■ Esercizio scritto A ■
In quale città Masters esercitò a lungo la professione di avvocato, secondo il brano su Edgar Lee Masters?
■ Esercizio scritto B ■
Nel brano su Edgar Lee Masters, per quale motivo le altre opere pubblicate da Masters perdono di importanza? Rispondi in una o due frasi.

■ Testo scelto ■
************
ANTOLOGIA DI SPOON RIVER – EDGAR LEE MASTER

EDGAR LEE MASTER

Edgar Lee Masters nacque nel Kansas, uno degli stati siti nel cuore dell’immensa Unione nordamericana, nel1869. Ricevette una accurata educazione e seguì gli studi di legge; divenne infatti avvocato ed esercitò per lunghi anni la professione, a Chicago. La sua prima raccolta di versi apparve nel 1898; nel 1915 pubblicò l’Antologia di Spoon River, che doveva renderlo celebre. Di fronte a questo suo capolavoro perdono di importanza le numerose altre opere che egli doveva pubblicare in seguito, poesie, romanzi ed opere di teatro. Masters è morto nel 1950., dopo essere stato messo un po’ in disparte dalla nuova generazione di scrittori americani, di cui pure egli aveva, in un certo modo, preparato l’ascesa.

L’opera di Lee Masters si condensa come si è detto in un unico libro; ma il messaggio poetico di quest’opera è cosi importante che si comprende facilmente l’influenza che essa era destinata ad esercitare. Con la sua poesia dalle forme scabre, che ricordano spesso quelle della semplice prosa, egli ha saputo dare al momento giusto, alla letteratura del suo paese, una virile lezione di sincerità: ha saputo mostrare l’aspetto profondamente serio della nostra avventura umana, proiettandola sullo sfondo crudo e senza indulgenze del tempo e della morte; ha saputo ergersi a giudice dell’umanità, temperando opportunamente la severità del suo verdetto con le sue naturali doti di psicologo e di filosofo.
************
(Record estratti)
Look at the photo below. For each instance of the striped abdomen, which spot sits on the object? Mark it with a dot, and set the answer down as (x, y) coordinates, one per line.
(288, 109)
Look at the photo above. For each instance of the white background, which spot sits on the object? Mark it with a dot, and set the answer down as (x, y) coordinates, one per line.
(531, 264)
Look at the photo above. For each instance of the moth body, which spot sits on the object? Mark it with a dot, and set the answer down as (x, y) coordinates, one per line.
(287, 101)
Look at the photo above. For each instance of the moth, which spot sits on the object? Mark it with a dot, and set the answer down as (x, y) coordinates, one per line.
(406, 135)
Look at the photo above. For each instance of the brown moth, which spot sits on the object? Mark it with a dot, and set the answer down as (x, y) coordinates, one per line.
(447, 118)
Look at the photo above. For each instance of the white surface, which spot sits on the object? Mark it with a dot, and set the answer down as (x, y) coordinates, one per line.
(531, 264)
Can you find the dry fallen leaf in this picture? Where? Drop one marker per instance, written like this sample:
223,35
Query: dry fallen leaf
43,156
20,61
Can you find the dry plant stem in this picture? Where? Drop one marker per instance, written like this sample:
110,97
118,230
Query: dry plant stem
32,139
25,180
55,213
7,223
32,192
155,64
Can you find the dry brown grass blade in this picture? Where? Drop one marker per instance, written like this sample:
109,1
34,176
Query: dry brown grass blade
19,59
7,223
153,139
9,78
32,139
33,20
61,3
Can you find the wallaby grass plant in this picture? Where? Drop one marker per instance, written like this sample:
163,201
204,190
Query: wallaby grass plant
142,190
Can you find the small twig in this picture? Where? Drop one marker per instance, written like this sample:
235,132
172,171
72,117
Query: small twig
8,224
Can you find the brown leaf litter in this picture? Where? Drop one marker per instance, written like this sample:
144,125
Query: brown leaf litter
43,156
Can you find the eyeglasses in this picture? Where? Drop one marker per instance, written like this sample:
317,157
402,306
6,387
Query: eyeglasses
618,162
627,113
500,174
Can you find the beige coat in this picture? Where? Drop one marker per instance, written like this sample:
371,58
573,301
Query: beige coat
************
■ Risposta svolta A ■
A Chicago.

■ Risposta svolta B ■
Perdono di importanza di fronte all'Antologia di Spoon River, che il brano considera il suo capolavoro e l'opera che doveva renderlo celebre.